• **Task prompt**
When you reach the line in the data below that contains "Where can the small green sprout", please start repeating lines exactly, and stop after the line that contains "Target: small green sprout", repeating nothing else.

• **Entries shown**
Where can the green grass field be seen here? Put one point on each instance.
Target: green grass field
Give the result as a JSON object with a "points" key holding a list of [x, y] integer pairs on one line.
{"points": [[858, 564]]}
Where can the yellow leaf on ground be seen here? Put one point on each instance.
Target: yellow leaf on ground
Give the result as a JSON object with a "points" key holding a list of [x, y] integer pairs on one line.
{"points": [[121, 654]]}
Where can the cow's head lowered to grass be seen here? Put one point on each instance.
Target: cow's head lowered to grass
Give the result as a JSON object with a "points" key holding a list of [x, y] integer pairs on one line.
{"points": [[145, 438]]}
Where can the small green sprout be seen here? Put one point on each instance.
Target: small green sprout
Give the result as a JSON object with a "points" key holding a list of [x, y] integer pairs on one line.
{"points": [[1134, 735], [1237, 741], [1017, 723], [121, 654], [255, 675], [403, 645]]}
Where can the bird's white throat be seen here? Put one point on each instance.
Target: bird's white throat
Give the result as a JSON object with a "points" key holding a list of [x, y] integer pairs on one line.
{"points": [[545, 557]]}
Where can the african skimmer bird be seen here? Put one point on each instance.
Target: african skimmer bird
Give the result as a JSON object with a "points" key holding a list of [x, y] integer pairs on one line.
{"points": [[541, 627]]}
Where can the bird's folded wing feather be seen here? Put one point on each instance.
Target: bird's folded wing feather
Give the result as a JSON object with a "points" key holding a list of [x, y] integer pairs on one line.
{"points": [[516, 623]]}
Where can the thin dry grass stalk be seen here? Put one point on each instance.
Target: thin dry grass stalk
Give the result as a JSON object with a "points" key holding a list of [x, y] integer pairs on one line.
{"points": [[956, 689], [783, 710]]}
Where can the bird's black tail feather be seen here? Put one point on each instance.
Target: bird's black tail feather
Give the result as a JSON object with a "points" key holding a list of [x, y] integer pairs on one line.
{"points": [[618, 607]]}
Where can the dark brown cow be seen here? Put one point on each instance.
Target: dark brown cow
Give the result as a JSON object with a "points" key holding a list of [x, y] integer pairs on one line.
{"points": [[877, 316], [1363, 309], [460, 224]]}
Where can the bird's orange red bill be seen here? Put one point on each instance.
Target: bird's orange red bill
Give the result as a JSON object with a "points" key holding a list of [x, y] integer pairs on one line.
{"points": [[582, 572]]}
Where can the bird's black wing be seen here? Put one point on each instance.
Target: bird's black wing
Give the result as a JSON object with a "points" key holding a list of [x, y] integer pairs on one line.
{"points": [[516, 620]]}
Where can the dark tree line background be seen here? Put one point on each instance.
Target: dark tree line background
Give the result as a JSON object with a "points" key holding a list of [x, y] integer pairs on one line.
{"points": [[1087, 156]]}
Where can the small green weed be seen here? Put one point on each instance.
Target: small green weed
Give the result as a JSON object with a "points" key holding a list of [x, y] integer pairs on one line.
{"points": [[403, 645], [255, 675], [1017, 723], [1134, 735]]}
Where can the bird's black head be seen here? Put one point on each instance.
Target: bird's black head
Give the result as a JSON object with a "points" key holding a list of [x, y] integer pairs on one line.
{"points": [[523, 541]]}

• **Worked solution**
Where can the small green sprout be seen here? Put one point on each instance.
Target: small green sprout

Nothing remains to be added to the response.